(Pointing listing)
+-------+
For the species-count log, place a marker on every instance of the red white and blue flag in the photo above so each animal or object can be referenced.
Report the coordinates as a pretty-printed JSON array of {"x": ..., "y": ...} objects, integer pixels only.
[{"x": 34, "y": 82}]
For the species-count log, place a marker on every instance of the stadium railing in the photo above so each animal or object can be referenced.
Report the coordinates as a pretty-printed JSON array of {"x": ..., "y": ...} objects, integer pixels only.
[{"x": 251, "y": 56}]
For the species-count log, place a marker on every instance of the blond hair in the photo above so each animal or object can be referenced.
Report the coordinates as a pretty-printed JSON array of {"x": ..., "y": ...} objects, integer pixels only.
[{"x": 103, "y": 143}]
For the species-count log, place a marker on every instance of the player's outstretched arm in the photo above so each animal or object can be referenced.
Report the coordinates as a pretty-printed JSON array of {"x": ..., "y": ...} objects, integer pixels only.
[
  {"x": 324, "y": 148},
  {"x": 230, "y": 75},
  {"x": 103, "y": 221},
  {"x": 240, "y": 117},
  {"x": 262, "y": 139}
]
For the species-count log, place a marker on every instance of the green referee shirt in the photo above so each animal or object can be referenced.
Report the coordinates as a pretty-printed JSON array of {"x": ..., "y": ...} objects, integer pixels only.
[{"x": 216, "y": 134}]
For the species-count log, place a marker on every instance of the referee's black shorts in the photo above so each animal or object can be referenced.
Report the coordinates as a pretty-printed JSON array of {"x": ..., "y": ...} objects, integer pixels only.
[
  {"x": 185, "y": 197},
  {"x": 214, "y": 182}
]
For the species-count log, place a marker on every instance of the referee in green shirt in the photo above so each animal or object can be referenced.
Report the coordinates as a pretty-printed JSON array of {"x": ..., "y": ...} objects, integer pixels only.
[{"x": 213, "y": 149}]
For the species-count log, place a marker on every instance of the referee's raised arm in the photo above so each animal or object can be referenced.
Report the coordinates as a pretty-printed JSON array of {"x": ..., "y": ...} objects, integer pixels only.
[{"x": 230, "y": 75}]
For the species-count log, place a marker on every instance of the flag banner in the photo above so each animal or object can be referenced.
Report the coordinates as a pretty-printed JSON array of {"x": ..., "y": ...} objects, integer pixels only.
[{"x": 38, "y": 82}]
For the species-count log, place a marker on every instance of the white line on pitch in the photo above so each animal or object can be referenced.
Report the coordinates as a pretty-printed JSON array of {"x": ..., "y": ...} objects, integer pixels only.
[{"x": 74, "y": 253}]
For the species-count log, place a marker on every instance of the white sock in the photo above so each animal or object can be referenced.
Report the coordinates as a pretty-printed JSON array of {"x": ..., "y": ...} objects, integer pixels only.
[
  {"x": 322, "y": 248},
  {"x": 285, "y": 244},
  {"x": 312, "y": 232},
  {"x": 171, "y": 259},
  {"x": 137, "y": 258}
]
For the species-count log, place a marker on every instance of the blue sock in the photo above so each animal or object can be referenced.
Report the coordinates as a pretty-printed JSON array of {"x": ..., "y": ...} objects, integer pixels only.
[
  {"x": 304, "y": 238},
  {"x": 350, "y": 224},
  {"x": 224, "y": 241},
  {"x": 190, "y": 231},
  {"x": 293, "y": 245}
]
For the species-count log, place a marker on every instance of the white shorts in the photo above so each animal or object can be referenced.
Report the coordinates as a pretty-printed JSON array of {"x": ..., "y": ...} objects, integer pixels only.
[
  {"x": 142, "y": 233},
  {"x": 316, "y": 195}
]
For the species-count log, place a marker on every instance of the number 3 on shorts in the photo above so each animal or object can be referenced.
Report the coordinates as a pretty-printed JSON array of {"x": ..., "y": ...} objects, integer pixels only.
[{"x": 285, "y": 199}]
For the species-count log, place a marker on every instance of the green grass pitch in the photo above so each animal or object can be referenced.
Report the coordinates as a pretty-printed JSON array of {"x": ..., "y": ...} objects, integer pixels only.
+-------+
Requirements - Copy the listing above word for word, every line included.

Correct output -
For the species-count log, place a marker on every instance of the red white and blue flag in the photo above so each animal or object can be referenced.
Report the coordinates as a pretty-printed JSON array of {"x": ..., "y": ...} objects, integer pixels only.
[{"x": 34, "y": 82}]
For the species-count log, place a marker on every instance of the stadium railing in the photo above so each animal or object can be referenced.
Report the coordinates as a pretty-printed JSON array of {"x": ..., "y": ...} objects, integer pixels only.
[{"x": 251, "y": 56}]
For the species-count log, place a marker on every instance of the blond hair in the photo above so each animal or object can be referenced.
Report the coordinates as a pretty-printed JSON array of {"x": ..., "y": ...} objects, integer pixels only.
[{"x": 103, "y": 143}]
For the species-count log, place a marker on every instance of the player's outstretched arm in the photo above so each animal or object can be referenced.
Report the coordinates as a pretty-printed JSON array of {"x": ..., "y": ...} objects, integer pixels only.
[
  {"x": 324, "y": 148},
  {"x": 230, "y": 75},
  {"x": 103, "y": 221},
  {"x": 240, "y": 117},
  {"x": 262, "y": 139}
]
For the species-count log, place a marker on every instance of the green referee shirt in the photo above so each animal or object can be referenced.
Report the coordinates as a pretty-printed JSON array of {"x": ..., "y": ...} objects, integer pixels only.
[{"x": 216, "y": 134}]
For the species-count log, place a marker on every instance of the referee's black shorts in the photo above so each animal or object can be referenced.
Report the coordinates as a pretty-printed JSON array of {"x": ..., "y": ...} objects, integer pixels only.
[
  {"x": 185, "y": 197},
  {"x": 214, "y": 182}
]
For the species-count log, place a marker on every instance of the referee in green shirt in the photo above so each animal or object can be referenced.
Report the coordinates as a pretty-printed JSON array of {"x": ..., "y": ...} objects, integer pixels only.
[{"x": 213, "y": 149}]
For the species-count log, place a marker on every instance of the referee's raised arm in the photo above so each animal or object can be referenced.
Report the coordinates as a pretty-printed JSON array of {"x": ..., "y": ...} objects, integer pixels only.
[{"x": 230, "y": 75}]
For the species-count log, place a marker on every instance of the flag banner in the photo above so each animal or object can be referenced.
Report the coordinates as a pretty-printed JSON array of {"x": ..., "y": ...} objects, integer pixels only.
[{"x": 38, "y": 82}]
For the species-count log, place a marker on every instance of the white line on pitch in the photo above so each animal or object can be referenced.
Report the coordinates as a pretty-printed JSON array of {"x": ..., "y": ...} objects, integer pixels only.
[{"x": 74, "y": 253}]
For the species-count log, place a marker on every instance of the white sock in the photo above so each animal or object can be referenced.
Report the coordinates as a pretty-printed JSON array of {"x": ..., "y": ...} objects, integer pixels only.
[
  {"x": 322, "y": 248},
  {"x": 285, "y": 244},
  {"x": 312, "y": 232},
  {"x": 171, "y": 259},
  {"x": 137, "y": 258}
]
For the species-count log, place a marker on every instance of the blue sock in the photo above so each animal or object can be referenced.
Report the coordinates as a pretty-printed JSON array of {"x": ..., "y": ...} objects, integer pixels only.
[
  {"x": 304, "y": 238},
  {"x": 350, "y": 224},
  {"x": 224, "y": 241},
  {"x": 190, "y": 231},
  {"x": 293, "y": 245}
]
For the species-count log, place a marker on every instance of the white shorts in the photo above so each animal or object can be referenced.
Report the coordinates as a pretty-printed JSON array of {"x": ..., "y": ...} objects, integer pixels only.
[
  {"x": 142, "y": 233},
  {"x": 316, "y": 195}
]
For the species-count log, place a marker on every instance of the number 3 on shorts in the photo above so each animal or object can be referenced.
Report the coordinates as a pretty-printed JSON array of {"x": ..., "y": ...} objects, integer pixels only.
[{"x": 285, "y": 199}]
For the species-count log, place a marker on every instance of the green grass pitch in the photo above so each animal or object can be referenced.
Report the coordinates as a pretty-printed JSON array of {"x": ..., "y": ...} objects, integer pixels only.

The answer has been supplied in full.